→ **EXERCISE DIRECTIONS**: Please retype the items from the line containing "of the striped" up to and including the last line of the items, with no changes.
=== DATA SUPPLIED ===
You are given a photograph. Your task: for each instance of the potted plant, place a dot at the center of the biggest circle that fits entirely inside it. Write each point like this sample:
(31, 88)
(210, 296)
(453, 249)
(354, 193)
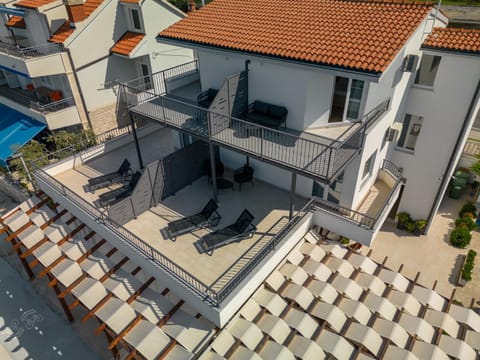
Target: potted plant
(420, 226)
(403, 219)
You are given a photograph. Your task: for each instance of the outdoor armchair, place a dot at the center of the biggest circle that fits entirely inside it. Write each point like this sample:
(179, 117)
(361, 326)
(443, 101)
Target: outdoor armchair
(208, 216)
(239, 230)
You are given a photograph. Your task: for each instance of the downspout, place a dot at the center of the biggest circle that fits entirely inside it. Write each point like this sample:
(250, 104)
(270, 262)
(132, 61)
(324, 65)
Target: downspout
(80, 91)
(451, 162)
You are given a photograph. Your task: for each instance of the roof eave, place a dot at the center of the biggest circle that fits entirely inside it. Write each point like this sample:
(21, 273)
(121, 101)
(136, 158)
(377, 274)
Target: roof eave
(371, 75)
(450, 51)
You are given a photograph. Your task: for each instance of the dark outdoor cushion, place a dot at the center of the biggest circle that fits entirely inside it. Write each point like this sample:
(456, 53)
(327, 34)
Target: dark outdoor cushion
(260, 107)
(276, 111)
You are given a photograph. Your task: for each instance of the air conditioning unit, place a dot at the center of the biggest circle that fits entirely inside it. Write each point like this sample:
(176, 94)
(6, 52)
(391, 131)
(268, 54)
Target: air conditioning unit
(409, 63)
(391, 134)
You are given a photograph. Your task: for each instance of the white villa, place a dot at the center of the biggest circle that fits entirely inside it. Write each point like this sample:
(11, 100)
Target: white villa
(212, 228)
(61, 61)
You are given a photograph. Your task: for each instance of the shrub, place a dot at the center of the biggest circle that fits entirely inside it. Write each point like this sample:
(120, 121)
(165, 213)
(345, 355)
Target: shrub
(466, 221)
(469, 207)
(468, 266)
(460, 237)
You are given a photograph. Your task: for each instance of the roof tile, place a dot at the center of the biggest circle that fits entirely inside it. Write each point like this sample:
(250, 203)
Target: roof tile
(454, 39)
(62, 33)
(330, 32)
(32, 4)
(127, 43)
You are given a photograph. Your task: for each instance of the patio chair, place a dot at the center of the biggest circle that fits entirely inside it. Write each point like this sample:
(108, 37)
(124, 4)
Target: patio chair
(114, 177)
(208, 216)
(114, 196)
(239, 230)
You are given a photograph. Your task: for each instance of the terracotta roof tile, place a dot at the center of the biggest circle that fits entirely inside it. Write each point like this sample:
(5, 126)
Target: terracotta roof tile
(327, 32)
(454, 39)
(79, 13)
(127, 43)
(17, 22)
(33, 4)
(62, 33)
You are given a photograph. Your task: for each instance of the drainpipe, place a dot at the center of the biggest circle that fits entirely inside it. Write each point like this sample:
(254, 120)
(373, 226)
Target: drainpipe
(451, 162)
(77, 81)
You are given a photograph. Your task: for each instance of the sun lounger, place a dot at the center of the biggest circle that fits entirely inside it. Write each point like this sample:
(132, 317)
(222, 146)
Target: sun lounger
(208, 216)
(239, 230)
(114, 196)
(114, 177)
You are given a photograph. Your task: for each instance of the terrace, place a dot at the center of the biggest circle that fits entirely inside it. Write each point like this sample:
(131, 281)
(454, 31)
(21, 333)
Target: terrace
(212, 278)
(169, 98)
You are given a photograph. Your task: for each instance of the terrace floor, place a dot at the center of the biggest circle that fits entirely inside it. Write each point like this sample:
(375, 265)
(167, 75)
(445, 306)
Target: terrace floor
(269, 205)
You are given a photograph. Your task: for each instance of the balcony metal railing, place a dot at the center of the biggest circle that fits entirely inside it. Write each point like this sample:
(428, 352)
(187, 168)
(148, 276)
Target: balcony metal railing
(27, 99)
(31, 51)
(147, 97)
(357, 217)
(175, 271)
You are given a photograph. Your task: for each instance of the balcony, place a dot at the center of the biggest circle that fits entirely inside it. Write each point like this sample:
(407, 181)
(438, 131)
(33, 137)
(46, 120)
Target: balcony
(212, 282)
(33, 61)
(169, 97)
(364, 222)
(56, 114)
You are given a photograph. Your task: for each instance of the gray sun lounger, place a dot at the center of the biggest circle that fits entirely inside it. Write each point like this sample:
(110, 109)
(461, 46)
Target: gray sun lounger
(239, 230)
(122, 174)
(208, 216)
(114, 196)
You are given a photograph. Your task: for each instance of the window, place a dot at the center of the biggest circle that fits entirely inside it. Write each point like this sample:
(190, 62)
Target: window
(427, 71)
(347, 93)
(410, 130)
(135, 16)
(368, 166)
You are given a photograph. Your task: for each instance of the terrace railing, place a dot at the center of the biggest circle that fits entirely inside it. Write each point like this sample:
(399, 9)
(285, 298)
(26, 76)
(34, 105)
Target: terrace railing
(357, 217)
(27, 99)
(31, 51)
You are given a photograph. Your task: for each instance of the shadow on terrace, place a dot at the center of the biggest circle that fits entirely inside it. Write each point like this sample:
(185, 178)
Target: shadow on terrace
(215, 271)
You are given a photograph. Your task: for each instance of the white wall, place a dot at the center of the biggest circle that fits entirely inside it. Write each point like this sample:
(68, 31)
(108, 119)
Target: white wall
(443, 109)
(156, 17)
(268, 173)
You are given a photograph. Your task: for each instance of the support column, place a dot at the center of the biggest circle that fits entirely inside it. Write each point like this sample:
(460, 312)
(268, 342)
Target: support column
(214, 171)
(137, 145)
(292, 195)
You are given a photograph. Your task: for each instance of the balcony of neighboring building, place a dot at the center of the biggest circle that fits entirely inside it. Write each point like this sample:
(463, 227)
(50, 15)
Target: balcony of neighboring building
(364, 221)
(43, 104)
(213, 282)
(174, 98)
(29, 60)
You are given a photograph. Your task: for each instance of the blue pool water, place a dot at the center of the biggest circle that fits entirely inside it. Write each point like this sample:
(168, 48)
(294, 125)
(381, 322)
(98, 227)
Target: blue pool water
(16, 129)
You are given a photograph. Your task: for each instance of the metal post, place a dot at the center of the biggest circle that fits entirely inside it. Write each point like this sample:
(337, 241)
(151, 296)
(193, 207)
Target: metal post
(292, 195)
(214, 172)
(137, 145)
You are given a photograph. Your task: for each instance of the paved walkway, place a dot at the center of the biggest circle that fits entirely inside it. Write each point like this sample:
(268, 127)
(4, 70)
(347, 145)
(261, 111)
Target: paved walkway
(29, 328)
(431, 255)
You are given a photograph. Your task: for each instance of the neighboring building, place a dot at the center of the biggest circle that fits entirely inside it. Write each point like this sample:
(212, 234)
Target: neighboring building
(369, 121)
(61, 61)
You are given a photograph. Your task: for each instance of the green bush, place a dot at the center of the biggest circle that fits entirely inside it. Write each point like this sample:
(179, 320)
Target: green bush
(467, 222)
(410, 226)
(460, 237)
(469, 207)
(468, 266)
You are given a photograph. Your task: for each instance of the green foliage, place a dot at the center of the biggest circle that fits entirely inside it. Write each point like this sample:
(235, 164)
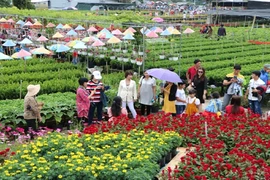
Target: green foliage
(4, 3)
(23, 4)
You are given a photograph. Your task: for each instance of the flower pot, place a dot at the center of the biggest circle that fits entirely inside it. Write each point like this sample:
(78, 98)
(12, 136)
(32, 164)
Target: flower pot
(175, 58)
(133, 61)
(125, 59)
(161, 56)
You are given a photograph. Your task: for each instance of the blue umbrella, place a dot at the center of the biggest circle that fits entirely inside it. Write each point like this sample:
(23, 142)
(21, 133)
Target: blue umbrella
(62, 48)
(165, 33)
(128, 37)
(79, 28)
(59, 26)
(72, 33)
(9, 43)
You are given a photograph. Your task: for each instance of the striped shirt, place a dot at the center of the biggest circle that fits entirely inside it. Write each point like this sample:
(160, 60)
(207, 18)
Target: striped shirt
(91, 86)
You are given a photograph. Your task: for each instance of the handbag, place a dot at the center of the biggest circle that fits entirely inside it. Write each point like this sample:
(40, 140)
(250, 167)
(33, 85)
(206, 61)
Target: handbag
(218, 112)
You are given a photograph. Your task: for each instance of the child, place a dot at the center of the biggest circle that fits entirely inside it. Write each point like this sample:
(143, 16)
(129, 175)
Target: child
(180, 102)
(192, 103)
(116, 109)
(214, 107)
===
→ **THE COMPLETED TASK**:
You are given a photograph. Your task: for each instance of the striped shirt, place a dot at the center of the biggest circle that fits entirely inside it. Write each point like this sample:
(160, 60)
(207, 18)
Target: striped shirt
(91, 86)
You are given a photograph. Your task: for each instance of the handbag, place a dot at the center of the biggest circle that fits entirely inside it. Write each point like this sample:
(40, 140)
(250, 167)
(33, 85)
(206, 61)
Target: handbag
(218, 112)
You are given a photograph. Your task: for each instance of the child, place a dot at the center of the biggest circle that fits entirely inside it. Write each point like this sample:
(143, 16)
(129, 175)
Target: child
(180, 102)
(192, 103)
(116, 109)
(214, 107)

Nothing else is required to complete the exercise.